A History of Integral Spirituality

“Thinking … is no more and no less an organ of perception than the eye or ear. Just as the eye perceives colours and the ear sounds, so thinking perceives ideas.” – Rudolf Steiner (Goethian Science, 1883)

1883 – German philosopher and critic, Friedrich Nietzsche (1844-1900), begins proposing, in Also sprach Zarathustra, that a new post-metaphysical, pro-body spirituality for the whole planet must be produced by people who have traversed nihilism, romanticism and relativism and discovered the valuing-principle common to all perspectives.

1906 – Rudolf Steiner (1861-1925), an Austrian philosopher and architect influenced by Goethe, Theosophy and Esoteric Cosmology, comments on the “integral evolution of man” during a lecture in Paris.

_ _ _ _ _ _ _

-- Required tasks --
[A] Output the passage of the integral spirituality history starting with "A History of" and going on through "to all perspectives.".
[B] According to the integral spirituality history, what three influences shaped Rudolf Steiner? List them all.
[C] Take the history of integral spirituality further, picking up after its entry for 1906.
The records that come next were taken from a different source than the text on integral spirituality.

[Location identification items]
_ _ _ _ _ _ _

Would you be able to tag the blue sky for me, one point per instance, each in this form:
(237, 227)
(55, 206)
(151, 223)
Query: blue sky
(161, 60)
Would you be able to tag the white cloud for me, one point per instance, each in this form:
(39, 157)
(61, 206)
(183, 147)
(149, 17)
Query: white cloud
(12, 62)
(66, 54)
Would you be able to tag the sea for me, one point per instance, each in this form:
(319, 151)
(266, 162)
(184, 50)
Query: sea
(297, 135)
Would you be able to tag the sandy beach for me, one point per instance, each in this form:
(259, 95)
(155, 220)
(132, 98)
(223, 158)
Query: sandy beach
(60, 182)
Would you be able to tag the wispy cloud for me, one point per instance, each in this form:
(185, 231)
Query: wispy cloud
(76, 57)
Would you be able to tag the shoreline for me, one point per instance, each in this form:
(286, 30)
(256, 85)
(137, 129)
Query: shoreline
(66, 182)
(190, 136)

_ _ _ _ _ _ _

-- Outputs for the tasks --
[A]
A History of Integral Spirituality

“Thinking … is no more and no less an organ of perception than the eye or ear. Just as the eye perceives colours and the ear sounds, so thinking perceives ideas.” – Rudolf Steiner (Goethian Science, 1883)

1883 – German philosopher and critic, Friedrich Nietzsche (1844-1900), begins proposing, in Also sprach Zarathustra, that a new post-metaphysical, pro-body spirituality for the whole planet must be produced by people who have traversed nihilism, romanticism and relativism and discovered the valuing-principle common to all perspectives.

[B] Goethe, Theosophy, Esoteric Cosmology

[C]
“The grandeur of Darwinian thought is not disputed, but it does not explain the integral evolution of man… So it is with all purely physical explanations, which do not recognise the spiritual essence of man’s being.”

– Rudolf Steiner (Eighteen Lectures delivered in Paris, France, May 25 to June 14, 1906)

1912 – Russian philosopher and journalist P.D. Ouspensky (1878-1947) publishes Tertium Organum. This book proposes to initiate a spiritual revival of humanity through the uniting of all disciplines and perspectives using a “higher logic” of both/and.

Matrimandir (Shrine to the Mother) at Auroville, India

1914 – Sri Aurobindo (1872-1950) publishes Synthesis of Yoga and The Integral Yoga, in which he intended to harmonize the paths of karma, jnana, and bhakti yoga as described in the Bhagavad Gita. It can also be considered a synthesis between Vedanta and Tantra, and even between Eastern and Western approaches to spirituality. Aurobindo also proposed a concentric hierarchy consisting of the physical, vital, mental and supramental bodies.

1914 – In Russia, Harvard sociologist Pitirim Sorokin (1889-1968) began referring to the emergence of a future, spiritually-based integral society and began using phrases like “integral philosophy” and “integralist.”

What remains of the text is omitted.